== SOURCE ==
1

I want to generate N letter permutations of a given string using bash scripting

I have successfully written a code to find the permutation of a given word. However, I can't seem to get the permutation up to N letters. Note: I have to avoid the use of sed and awk commands. Here's what I have tried:

#!/bin/bash
x=$1
counter=0
ARRAY=()
function permutate {
    if [ "${#1}" = 1 ]; then
       echo "${2}${1}"
    ARRAY+=("${2}${1}")
    else
        for i in $(seq 0 $((${#1}-1)) ); do
            pre="${2}${1:$i:1}"
            seg1="${1:0:$i}"
            seg2="${1:$((i+1))}"
            seg="${seg1}${seg2}"
            permutate "$seg" "$pre"
        done
    fi
}
permutate $x

For example, if I have a word "JACK" and I want 3 letter permutations then it should give: JAC KJA JAK etc... But I can't seem to get to the bottom of it.

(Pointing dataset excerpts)
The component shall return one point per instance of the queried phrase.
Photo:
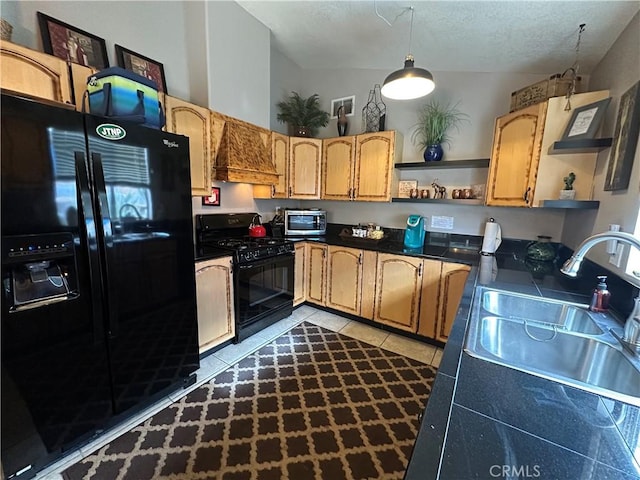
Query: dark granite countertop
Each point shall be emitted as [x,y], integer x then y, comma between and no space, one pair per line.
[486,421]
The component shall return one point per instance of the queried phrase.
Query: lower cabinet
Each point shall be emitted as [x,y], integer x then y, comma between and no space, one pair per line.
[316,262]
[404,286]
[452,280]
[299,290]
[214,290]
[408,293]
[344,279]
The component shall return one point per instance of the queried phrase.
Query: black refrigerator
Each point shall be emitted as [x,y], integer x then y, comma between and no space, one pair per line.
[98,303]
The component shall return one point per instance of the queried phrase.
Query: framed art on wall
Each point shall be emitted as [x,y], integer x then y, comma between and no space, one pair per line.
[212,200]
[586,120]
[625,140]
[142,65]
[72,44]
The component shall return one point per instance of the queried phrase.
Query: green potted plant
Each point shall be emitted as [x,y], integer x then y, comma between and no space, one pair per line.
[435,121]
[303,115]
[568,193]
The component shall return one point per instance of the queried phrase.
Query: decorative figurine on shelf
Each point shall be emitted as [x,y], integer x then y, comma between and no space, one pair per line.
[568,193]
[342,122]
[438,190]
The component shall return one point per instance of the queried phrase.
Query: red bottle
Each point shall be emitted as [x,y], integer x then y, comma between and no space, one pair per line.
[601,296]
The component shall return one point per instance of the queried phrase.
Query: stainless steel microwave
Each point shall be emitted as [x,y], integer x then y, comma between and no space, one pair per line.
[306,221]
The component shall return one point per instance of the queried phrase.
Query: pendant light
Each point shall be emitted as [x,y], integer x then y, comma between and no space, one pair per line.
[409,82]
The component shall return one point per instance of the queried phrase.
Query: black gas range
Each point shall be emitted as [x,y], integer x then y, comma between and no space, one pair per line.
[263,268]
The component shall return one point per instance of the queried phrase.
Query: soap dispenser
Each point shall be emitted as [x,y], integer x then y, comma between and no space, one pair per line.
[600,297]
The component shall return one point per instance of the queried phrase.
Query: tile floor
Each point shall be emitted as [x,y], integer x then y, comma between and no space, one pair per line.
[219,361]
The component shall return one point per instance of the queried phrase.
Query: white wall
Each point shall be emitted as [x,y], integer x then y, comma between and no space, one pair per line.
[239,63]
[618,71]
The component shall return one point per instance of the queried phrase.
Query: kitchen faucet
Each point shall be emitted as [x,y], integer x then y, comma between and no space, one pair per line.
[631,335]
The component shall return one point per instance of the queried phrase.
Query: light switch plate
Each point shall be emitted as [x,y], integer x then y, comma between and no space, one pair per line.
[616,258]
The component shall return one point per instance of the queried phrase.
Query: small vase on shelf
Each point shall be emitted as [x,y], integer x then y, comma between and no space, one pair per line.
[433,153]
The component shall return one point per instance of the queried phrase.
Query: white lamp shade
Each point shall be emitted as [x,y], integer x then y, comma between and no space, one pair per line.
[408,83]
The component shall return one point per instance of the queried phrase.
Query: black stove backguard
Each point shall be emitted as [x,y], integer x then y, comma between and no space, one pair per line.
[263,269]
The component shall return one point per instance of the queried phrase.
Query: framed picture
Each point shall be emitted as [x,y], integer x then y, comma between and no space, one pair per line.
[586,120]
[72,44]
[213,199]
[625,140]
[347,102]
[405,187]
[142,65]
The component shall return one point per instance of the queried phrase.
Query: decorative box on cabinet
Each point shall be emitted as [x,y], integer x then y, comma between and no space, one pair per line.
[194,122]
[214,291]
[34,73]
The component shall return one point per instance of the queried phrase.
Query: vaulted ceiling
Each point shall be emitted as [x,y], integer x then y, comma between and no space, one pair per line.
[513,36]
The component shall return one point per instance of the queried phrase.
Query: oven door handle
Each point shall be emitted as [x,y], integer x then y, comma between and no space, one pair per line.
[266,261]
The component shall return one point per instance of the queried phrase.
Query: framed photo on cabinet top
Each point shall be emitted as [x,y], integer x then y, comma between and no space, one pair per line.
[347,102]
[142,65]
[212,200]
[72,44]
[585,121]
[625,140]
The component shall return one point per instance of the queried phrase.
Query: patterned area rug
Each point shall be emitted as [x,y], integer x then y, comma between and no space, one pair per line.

== REQUEST 1 ==
In the bash permutations question, which commands must the poster avoid using?
== REQUEST 2 ==
Write out the part of the bash permutations question starting at "For example, if" and ending at "bottom of it.".
== REQUEST 3 ==
According to the bash permutations question, why is the poster still asking for help even though the script already works?

== TASK RESPONSE 1 ==
The sed and awk commands.

== TASK RESPONSE 2 ==
For example, if I have a word "JACK" and I want 3 letter permutations then it should give: JAC KJA JAK etc... But I can't seem to get to the bottom of it.

== TASK RESPONSE 3 ==
The script finds the permutations of a whole given word, but the poster can't get it to produce permutations of only N letters. For example, the poster wants 3-letter permutations of "JACK" such as JAC, KJA and JAK.